Goal of the exercise
Copy the records from the start through the line containing "71], [166, 72]]", both ends included, but leave the pictures out. Multiply every coordinate in the answers by 0.75 and round to whole numbers, with halves going up, and keep the numbers in the requests and their format samples unchanged.
:: Materials provided ::
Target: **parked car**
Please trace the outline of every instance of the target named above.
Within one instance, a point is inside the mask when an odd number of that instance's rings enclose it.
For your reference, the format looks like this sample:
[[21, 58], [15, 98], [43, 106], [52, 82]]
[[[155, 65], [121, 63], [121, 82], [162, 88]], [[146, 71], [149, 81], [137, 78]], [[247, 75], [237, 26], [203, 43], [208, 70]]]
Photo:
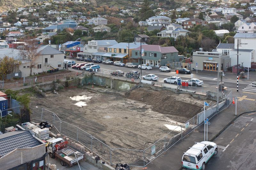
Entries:
[[81, 70], [85, 70], [87, 68], [89, 68], [91, 66], [94, 65], [94, 64], [92, 63], [88, 63], [87, 64], [84, 64], [84, 66], [82, 66], [81, 67], [80, 67], [80, 69]]
[[100, 67], [99, 65], [93, 65], [91, 66], [89, 68], [85, 69], [85, 70], [86, 71], [92, 71], [93, 69], [99, 69], [100, 68]]
[[170, 72], [172, 71], [172, 69], [168, 68], [167, 67], [162, 66], [159, 68], [159, 70], [160, 70], [160, 71], [166, 71], [166, 72]]
[[104, 64], [113, 64], [114, 63], [114, 62], [111, 60], [106, 60], [106, 61], [103, 61], [103, 63]]
[[93, 58], [92, 60], [92, 63], [102, 63], [102, 61], [98, 58]]
[[146, 76], [143, 76], [142, 77], [142, 78], [144, 80], [151, 80], [151, 81], [154, 81], [155, 80], [157, 81], [158, 80], [158, 77], [153, 74], [148, 74]]
[[67, 62], [67, 63], [68, 66], [71, 65], [74, 65], [76, 64], [76, 63], [75, 61], [68, 61]]
[[184, 152], [181, 163], [183, 167], [191, 169], [205, 169], [205, 164], [218, 153], [217, 145], [208, 141], [196, 142]]
[[134, 65], [132, 63], [125, 63], [125, 66], [126, 67], [132, 67], [132, 68], [136, 68], [137, 66]]
[[91, 58], [84, 58], [84, 61], [92, 61], [92, 59]]
[[82, 57], [77, 57], [76, 58], [76, 59], [79, 61], [82, 61], [84, 60], [84, 58]]
[[169, 83], [174, 83], [177, 85], [178, 83], [178, 79], [180, 80], [181, 81], [181, 79], [180, 77], [178, 77], [177, 78], [176, 76], [172, 76], [164, 79], [164, 82]]
[[177, 70], [179, 70], [179, 73], [191, 74], [191, 71], [185, 68], [177, 68], [175, 71], [176, 71]]
[[193, 83], [194, 83], [195, 86], [196, 87], [197, 86], [202, 86], [204, 84], [204, 82], [200, 80], [199, 80], [197, 78], [191, 78], [190, 80], [187, 80], [187, 81], [188, 81], [188, 85], [193, 85]]
[[80, 63], [77, 63], [77, 64], [76, 64], [74, 65], [72, 65], [72, 66], [71, 66], [71, 68], [72, 69], [75, 69], [76, 68], [76, 66], [79, 65], [79, 64]]
[[121, 70], [116, 70], [111, 72], [110, 74], [113, 76], [123, 76], [124, 74], [124, 72]]
[[77, 70], [79, 70], [80, 69], [80, 68], [81, 67], [84, 66], [86, 64], [87, 64], [87, 63], [80, 63], [76, 66], [76, 68]]
[[124, 63], [121, 61], [116, 61], [114, 62], [114, 65], [118, 65], [119, 66], [124, 66], [125, 64]]
[[140, 68], [145, 70], [152, 70], [152, 67], [150, 66], [147, 65], [146, 64], [141, 64], [138, 66], [138, 68], [140, 69]]
[[140, 74], [138, 71], [130, 71], [125, 74], [125, 76], [127, 78], [133, 78], [139, 79]]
:::
Result for this task
Target: **parked car**
Please trace the outline of every instance of the target named above.
Within one instance, a point is inside the mask when an odd number of that instance's rings enclose it.
For your reference, the format looks like this sample:
[[21, 58], [15, 98], [43, 106], [52, 82]]
[[[155, 65], [121, 63], [121, 82], [162, 88]], [[146, 71], [149, 81], [137, 78]], [[247, 75], [237, 26], [203, 43], [208, 70]]]
Photo:
Entries:
[[61, 53], [64, 53], [65, 51], [67, 51], [68, 50], [71, 49], [71, 48], [69, 47], [66, 47], [65, 48], [63, 48], [63, 50], [62, 50], [61, 50], [60, 50], [60, 52]]
[[75, 50], [74, 49], [70, 49], [68, 50], [67, 51], [64, 52], [64, 53], [65, 53], [69, 53], [70, 52], [74, 52], [75, 51]]
[[128, 54], [129, 53], [129, 52], [126, 51], [125, 50], [122, 50], [119, 51], [119, 53], [120, 53], [120, 53], [125, 53], [125, 54]]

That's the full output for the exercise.